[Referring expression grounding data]

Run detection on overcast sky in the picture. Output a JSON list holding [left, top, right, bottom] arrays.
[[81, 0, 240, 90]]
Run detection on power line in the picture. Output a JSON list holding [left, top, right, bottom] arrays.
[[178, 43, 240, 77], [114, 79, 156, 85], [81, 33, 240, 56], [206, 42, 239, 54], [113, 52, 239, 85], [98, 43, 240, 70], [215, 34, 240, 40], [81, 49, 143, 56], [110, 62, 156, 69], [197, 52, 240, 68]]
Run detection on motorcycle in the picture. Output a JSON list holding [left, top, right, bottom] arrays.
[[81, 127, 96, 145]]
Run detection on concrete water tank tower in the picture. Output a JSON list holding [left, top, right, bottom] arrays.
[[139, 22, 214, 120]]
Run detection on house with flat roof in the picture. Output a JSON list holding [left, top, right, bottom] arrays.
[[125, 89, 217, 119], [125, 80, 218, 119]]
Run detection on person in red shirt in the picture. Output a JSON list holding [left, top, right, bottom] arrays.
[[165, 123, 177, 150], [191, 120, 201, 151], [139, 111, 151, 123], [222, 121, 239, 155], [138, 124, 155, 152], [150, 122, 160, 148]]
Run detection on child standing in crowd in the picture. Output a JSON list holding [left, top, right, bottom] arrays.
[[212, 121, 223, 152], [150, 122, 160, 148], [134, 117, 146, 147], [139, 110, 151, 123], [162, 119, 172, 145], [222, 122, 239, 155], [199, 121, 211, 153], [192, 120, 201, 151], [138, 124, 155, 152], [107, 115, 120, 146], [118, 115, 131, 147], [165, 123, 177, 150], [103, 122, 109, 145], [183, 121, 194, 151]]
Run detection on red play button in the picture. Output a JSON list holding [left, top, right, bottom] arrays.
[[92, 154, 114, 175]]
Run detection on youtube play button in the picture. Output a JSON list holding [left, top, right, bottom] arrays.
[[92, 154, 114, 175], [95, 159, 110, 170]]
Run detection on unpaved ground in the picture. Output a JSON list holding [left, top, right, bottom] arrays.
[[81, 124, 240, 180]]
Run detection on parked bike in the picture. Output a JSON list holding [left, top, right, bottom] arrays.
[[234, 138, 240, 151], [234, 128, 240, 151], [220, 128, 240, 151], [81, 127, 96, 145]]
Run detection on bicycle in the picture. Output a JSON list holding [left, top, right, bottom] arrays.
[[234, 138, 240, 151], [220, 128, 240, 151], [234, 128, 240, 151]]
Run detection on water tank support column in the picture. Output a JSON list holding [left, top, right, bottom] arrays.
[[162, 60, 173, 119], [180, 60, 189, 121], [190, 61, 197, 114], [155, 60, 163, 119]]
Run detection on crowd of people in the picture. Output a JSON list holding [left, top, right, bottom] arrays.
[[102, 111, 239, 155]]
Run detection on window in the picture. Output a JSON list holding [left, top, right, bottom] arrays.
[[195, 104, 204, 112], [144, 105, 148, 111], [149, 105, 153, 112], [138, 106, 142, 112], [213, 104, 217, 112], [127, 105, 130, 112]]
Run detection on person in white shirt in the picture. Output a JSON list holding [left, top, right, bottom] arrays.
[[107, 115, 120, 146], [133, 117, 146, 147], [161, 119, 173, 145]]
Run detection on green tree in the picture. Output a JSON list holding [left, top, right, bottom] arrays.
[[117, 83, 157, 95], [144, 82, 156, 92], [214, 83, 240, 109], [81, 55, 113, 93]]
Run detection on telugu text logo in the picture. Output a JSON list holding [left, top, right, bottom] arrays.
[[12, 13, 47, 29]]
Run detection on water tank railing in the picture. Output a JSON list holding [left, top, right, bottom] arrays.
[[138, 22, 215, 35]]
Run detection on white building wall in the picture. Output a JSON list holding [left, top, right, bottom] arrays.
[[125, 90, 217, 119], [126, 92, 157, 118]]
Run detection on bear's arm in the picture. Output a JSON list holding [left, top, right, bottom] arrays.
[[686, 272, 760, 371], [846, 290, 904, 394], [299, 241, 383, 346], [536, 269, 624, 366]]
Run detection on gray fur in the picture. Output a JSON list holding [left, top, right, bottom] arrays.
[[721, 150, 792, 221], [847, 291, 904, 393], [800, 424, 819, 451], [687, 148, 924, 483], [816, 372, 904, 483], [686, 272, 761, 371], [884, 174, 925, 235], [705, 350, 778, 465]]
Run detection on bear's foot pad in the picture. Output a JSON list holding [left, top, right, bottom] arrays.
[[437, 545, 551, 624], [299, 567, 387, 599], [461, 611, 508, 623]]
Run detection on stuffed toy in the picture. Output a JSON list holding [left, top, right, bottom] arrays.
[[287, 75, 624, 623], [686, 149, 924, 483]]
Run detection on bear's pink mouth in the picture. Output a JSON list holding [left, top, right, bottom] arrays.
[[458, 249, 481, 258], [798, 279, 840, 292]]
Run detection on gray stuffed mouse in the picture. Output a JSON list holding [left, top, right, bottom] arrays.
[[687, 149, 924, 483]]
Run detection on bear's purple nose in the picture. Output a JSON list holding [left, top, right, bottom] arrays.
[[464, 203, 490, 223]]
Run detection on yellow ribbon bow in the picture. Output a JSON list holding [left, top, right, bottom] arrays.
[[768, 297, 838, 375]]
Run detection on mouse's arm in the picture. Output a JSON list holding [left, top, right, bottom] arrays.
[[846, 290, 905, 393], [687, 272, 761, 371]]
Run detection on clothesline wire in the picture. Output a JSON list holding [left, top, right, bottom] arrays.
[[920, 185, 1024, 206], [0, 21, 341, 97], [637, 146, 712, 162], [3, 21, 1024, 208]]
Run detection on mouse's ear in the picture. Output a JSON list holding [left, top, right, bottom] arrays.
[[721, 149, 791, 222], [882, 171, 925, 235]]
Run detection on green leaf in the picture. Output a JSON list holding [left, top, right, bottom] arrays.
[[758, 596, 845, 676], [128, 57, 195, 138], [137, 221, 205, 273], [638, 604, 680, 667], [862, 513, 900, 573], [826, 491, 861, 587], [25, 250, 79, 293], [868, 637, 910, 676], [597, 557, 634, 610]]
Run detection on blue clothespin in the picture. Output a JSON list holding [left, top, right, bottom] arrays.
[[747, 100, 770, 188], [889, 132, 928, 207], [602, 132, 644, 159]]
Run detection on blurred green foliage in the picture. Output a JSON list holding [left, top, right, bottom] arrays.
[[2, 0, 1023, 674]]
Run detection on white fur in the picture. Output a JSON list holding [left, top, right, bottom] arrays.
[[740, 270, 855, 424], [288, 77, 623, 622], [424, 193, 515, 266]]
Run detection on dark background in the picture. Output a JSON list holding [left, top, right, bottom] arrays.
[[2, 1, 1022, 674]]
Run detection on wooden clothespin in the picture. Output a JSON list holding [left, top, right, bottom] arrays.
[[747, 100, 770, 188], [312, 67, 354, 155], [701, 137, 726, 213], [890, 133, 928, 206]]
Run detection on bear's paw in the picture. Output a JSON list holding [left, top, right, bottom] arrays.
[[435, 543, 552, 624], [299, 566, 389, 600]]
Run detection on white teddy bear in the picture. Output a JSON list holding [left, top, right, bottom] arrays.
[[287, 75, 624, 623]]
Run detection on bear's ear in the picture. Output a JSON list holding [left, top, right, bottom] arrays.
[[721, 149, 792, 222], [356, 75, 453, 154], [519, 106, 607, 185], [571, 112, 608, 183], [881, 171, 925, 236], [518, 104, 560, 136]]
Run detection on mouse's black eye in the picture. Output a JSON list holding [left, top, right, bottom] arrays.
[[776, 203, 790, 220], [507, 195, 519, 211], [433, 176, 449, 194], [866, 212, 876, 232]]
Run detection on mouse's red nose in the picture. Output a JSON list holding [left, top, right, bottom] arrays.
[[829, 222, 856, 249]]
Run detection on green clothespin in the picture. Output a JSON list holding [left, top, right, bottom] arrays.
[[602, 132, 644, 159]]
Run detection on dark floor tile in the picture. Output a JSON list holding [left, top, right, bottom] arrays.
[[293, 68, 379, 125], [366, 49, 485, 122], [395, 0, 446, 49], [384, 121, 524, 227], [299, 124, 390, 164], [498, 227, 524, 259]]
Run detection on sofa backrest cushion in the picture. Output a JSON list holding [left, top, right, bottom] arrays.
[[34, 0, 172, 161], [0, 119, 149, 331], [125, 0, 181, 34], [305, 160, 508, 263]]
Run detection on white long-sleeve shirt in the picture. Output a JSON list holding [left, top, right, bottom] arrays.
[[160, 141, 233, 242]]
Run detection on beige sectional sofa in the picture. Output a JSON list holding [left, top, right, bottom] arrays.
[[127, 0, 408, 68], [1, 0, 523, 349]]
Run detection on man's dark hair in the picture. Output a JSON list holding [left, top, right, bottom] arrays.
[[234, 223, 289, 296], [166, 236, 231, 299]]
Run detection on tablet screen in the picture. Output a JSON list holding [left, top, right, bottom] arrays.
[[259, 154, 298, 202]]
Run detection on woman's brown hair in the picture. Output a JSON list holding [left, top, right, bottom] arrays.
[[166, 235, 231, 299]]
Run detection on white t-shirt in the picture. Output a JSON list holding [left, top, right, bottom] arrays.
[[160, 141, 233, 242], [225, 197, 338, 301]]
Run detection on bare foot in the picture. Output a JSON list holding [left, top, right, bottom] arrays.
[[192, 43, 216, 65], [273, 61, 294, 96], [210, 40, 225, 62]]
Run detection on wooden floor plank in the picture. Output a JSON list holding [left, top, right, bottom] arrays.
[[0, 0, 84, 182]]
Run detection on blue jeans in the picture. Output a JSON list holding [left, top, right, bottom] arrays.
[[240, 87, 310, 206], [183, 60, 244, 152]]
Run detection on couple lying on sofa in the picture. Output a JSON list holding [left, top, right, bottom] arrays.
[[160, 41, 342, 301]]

• [EXERCISE AIM] Could you print the lines above, exactly as written, from the line containing "Run detection on wooden floor" through the final one?

• [EXERCISE SOLUTION]
Run detection on wooden floor plank in the picture. Output a JSON list holding [left, top, right, bottom] arrays.
[[0, 0, 84, 182]]
Run detection on blue jeans in the picture. Output a JSON list holding [left, top, right, bottom] arrays.
[[240, 87, 310, 206], [183, 60, 244, 152]]
Run detection on couple lying on sofa in the picture. Output a JSON list holding [left, top, right, bottom] arrays.
[[160, 41, 342, 301]]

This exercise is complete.